Source document
- - - - -

When I first mentioned doing this series to a certain nerdy red head I know they asked how I’d do it. Partly for my amusement I mostly demurred, for the sake of this series, I decided I’d go part way towards answering. The partway is only because I don’t know the conditions both economic and political that would compel me to create a colony and shuffle off the generative mudball. Another part is the fundamental understanding that whatever plans someone has when thy draw them up, when they build the ship, or when it’s filled and launched are essentially used toilet paper once the hatch is closed and the ship starts moving.
I’m assuming a fairly small colony size of 5000 to 7000 people and the ability to take and backup effectively unlimited data for education and entertainment of the colonists and their descendants. And while most of the colony would be selected for traits they had, there would be some number 3-7% selected for things no one else had or did, maybe in spite of a couple detrimental traits. A rubric that considered health, mental composition, skills, and such would need to be made sorting people into three groups: A: Go B: Maybe C: Nope, nope, nope. The basic high and low points are here, but I have the sneaking suspicion the final list would be longer.

- - - - -

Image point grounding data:
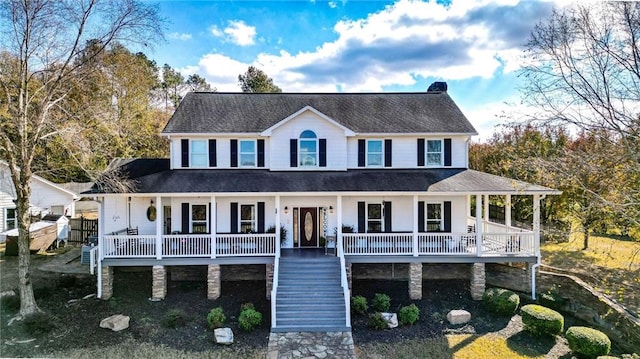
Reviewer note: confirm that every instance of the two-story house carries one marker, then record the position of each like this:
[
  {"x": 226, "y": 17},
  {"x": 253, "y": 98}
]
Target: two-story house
[{"x": 270, "y": 178}]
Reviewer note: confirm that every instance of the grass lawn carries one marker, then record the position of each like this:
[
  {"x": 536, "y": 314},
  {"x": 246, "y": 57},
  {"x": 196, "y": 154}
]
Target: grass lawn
[{"x": 610, "y": 265}]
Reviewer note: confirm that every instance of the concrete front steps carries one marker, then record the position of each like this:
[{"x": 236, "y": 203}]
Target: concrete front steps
[{"x": 309, "y": 296}]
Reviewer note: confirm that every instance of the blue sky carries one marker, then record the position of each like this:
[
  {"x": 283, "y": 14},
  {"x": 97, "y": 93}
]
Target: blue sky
[{"x": 360, "y": 46}]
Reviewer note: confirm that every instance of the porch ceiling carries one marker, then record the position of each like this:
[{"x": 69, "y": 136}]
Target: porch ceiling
[{"x": 154, "y": 176}]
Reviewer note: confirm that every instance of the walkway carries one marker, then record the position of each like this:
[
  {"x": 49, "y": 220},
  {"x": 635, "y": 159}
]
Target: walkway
[{"x": 311, "y": 345}]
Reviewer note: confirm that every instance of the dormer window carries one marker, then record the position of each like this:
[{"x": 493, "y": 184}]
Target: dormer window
[
  {"x": 248, "y": 154},
  {"x": 199, "y": 154},
  {"x": 434, "y": 152},
  {"x": 308, "y": 149}
]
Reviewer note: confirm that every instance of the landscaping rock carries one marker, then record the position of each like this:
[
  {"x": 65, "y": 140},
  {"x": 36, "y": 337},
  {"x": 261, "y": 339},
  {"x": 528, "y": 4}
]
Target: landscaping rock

- - - - -

Instructions for the task
Pick up the piece on planning a starship colony right after its last sentence and keep writing it in the same voice.

Answer section
So things that would rule people out of my theoretical colony:
- History of cancer
- Over age 45*
- Unwillingness to have children
- Rape or child molestation conviction
- Severely limited diet
- Evangelical type personality (theocratic, political, social, or even just about a particular type of entertainment)
- Lack of curiosity
- Non-production/low reality profession: actors, politicians, religious leader, and the like who were largely insulated from the world and lack useful skills.
- Other major diseases and disorders that will severely limit lifespan or ability to learn and share knowledge
- Being a sheeple
Things that wouldn’t be a major factor in decisions but would want to be kept to minor levels of the population and would probably pull someone into the maybe category:
- Schizophrenia- This appears in roughly the same percentage of the population worldwide across racial, religious, gender, and social lines. Leaving and having 10-15% of the colony be diagnosed is probably not the best idea, but even at 4% which is double the norm, it might not matter if they are all generally functional and have useful skills.
- Asthma and other largely environmental ailments.
- Paralysis; Got skills? Can you still talk and teach or program or mix chemicals for medication?
- Non hereditary vision issues.
What gets high points for the go list:
- Being a problem solver
- Multi disciplinary knowledge: Are you a molecular biologist who is also a great saxophonist? Do you know particle physics and classic American literature? Do you have a degree in absolutely nothing but can wire a building, fix a leaky pipe, and take a wood working project from selecting lumber to finished project? Do are you a third degree blackbelt, accountant, and accomplished beef rancher? All of you will find room on board.
- Are you mentally resilient?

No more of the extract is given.